[Start PASSAGE]

The third pixel SPX3 includes a first blue sub-pixel SPXB_1 and a
third white sub-pixel SPXW_3. The fourth pixel SPX4 includes a
second red sub-pixel SPXR_2 and a fourth white sub-pixel SPXW_4.
The fifth pixel SPX5 includes a second green sub-pixel SPXG_2 and a
fifth white sub-pixel SPXW_5. The sixth pixel SPX6 includes a
second blue sub-pixel SPXB_2 and a sixth white sub-pixel
SPXW_6.
[0235] Referring to FIGS. 21 and 22A, the first liquid crystal
capacitor Clc1_1 of the first red sub-pixel SPXR_1 is charged with
the red high voltage R_H provided through the first thin film
transistor TR1_1. The red high voltage R_H provided through the
second thin film transistor TR1_2 is voltage-divided by the third
thin film transistor TR1_3 in the first white sub-pixel SPXW_1 of
the first pixel SPX1. Accordingly, the white low voltage W_L having
the gray-scale level lower than that of the red high voltage R_H is
charged in the second liquid crystal capacitor Clc1_2.
[0236] Referring to FIGS. 21 and 22B, the red high voltage R_H
provided through the first thin film transistor TR2_1 is charged in
the first liquid crystal capacitor Clc2_1 of the fourth white
sub-pixel SPXW_4 as the white high voltage W_H. The red high
voltage R_H provided through the second thin film transistor TR2_2
is voltage-divided by the third thin film transistor TR2_3 in the
second red sub-pixel SPXR_2 of the fourth pixel SPX4. Therefore,
the red low voltage R_L having the gray-scale level lower than that
of the red high voltage R_H is charged in the second liquid crystal
capacitor Clc2_2.

[End PASSAGE]
[Start SUPPLIED DATA]

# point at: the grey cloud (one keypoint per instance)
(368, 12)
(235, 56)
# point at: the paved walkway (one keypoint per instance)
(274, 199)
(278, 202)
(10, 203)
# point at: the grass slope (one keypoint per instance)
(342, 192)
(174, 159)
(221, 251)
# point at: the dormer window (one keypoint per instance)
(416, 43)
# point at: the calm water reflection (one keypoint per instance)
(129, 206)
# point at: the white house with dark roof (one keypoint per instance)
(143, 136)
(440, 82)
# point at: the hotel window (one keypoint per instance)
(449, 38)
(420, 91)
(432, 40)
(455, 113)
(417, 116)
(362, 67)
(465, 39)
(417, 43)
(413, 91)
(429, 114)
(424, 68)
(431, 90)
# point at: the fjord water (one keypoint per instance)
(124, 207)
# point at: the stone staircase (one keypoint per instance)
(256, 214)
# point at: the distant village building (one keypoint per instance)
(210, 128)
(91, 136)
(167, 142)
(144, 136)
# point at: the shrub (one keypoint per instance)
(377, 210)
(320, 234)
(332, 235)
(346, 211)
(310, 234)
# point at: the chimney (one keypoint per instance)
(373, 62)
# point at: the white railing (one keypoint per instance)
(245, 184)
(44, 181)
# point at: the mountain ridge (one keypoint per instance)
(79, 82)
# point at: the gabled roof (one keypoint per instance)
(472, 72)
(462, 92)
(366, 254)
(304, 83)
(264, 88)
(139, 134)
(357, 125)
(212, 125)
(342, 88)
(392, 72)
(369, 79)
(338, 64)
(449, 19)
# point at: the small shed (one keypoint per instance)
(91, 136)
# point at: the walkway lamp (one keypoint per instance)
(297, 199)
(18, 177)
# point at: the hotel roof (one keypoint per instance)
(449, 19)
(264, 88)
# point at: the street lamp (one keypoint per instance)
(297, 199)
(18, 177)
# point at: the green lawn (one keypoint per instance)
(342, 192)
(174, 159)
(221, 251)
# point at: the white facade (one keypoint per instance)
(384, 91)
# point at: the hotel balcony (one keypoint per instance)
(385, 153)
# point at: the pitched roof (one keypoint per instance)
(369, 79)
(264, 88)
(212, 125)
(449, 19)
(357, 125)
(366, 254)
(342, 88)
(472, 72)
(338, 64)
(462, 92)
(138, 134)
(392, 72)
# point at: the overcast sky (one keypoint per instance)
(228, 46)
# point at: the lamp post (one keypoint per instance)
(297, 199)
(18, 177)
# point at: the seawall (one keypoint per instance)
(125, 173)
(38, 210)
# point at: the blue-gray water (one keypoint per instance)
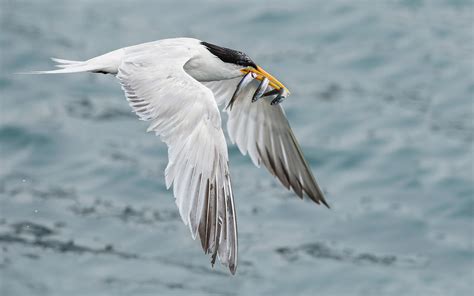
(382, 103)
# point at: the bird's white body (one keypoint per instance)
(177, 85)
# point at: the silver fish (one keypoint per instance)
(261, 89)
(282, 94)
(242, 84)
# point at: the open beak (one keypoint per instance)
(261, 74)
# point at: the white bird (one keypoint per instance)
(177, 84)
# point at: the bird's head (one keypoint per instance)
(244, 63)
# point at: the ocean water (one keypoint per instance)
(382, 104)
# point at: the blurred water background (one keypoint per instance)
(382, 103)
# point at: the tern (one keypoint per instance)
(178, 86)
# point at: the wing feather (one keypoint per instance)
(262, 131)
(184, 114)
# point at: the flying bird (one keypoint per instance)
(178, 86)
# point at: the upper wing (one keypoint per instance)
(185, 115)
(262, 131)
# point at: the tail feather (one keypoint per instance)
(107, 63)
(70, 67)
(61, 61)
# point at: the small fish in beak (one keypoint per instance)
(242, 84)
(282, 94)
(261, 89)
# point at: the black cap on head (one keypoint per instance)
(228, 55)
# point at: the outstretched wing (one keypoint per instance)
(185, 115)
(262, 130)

[End SUPPLIED DATA]
[Start SUPPLIED DATA]

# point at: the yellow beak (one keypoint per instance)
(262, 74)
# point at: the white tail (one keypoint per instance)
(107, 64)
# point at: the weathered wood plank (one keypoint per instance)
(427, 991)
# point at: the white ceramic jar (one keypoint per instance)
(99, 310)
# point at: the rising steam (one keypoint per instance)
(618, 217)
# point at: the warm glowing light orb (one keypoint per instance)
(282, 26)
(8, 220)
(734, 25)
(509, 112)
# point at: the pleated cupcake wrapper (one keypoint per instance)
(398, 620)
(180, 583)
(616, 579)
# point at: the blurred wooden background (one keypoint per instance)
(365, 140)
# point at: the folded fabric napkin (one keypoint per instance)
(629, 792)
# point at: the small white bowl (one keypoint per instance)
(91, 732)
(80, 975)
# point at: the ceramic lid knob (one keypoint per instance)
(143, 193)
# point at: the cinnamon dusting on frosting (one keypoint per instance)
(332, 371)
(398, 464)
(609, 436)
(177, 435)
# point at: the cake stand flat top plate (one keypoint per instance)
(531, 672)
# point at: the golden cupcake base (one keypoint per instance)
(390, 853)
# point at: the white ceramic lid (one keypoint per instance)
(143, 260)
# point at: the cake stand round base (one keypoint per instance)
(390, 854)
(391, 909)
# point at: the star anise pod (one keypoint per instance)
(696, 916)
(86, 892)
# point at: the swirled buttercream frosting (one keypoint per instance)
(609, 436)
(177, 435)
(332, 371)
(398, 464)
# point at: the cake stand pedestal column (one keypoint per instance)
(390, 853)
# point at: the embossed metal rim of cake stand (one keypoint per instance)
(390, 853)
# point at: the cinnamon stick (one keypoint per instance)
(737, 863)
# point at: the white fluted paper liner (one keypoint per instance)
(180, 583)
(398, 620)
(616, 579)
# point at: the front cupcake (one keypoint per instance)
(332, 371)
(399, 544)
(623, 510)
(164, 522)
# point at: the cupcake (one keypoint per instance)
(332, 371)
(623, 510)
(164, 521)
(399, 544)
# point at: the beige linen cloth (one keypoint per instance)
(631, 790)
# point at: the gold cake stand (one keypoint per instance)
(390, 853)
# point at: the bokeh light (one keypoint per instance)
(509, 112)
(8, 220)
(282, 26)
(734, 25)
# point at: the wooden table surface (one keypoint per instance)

[End SUPPLIED DATA]
[Start SUPPLIED DATA]

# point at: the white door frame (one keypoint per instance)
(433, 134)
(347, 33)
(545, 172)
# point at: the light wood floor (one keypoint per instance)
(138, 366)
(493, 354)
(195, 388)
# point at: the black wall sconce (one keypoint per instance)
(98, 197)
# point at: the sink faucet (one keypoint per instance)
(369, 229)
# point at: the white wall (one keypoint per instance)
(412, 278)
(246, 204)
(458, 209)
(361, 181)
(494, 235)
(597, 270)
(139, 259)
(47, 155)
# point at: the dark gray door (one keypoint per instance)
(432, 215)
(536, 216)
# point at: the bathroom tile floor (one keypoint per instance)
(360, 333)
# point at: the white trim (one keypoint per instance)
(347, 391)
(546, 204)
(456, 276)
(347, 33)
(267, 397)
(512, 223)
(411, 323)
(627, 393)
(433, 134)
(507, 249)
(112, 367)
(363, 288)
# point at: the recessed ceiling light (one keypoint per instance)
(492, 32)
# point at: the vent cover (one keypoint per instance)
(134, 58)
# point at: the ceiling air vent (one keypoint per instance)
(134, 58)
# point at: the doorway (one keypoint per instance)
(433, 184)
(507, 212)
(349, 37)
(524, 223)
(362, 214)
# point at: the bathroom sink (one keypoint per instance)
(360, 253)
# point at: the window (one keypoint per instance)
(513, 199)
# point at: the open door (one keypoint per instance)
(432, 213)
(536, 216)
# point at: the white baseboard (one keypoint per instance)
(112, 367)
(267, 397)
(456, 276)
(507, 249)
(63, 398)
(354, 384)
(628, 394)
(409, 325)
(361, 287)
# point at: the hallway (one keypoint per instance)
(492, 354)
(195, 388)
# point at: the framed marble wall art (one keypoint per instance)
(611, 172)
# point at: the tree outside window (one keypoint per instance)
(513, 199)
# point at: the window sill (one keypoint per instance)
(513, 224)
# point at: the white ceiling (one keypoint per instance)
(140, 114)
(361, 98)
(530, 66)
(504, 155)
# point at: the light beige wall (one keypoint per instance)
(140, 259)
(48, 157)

[End SUPPLIED DATA]

• WHAT TO DO
[a] Translate this sentence from the pixel passage into Spanish: "The fifth pixel SPX5 includes a second green sub-pixel SPXG_2 and a fifth white sub-pixel SPXW_5."
[b] From the records, write out the lines from the one that contains "# point at: the cake stand round" up to and including the one that contains "# point at: the wooden".

• EXPECTED ANSWERS
[a] El quinto píxel SPX5 incluye un segundo subpíxel verde SPXG_2 y un quinto subpíxel blanco SPXW_5.

[b]
# point at: the cake stand round base (one keypoint per instance)
(390, 854)
(391, 909)
# point at: the star anise pod (one keypoint per instance)
(696, 916)
(86, 892)
# point at: the swirled buttercream frosting (one keypoint per instance)
(609, 436)
(177, 435)
(332, 371)
(398, 464)
# point at: the cake stand pedestal column (one keypoint per instance)
(390, 853)
# point at: the embossed metal rim of cake stand (one keypoint per instance)
(390, 853)
# point at: the cinnamon stick (one keypoint per instance)
(737, 863)
# point at: the white fluted paper liner (one keypoint per instance)
(180, 583)
(398, 620)
(616, 579)
# point at: the front cupcake (one keypoint per instance)
(332, 371)
(399, 544)
(623, 510)
(164, 522)
# point at: the cupcake (one keypoint per instance)
(332, 371)
(623, 510)
(164, 521)
(399, 544)
# point at: the beige linen cloth (one keypoint per instance)
(631, 790)
# point at: the gold cake stand (one keypoint per instance)
(390, 853)
# point at: the bokeh light (one keypoint per instance)
(509, 112)
(8, 220)
(282, 26)
(734, 25)
# point at: the wooden table surface (one keypoint per instance)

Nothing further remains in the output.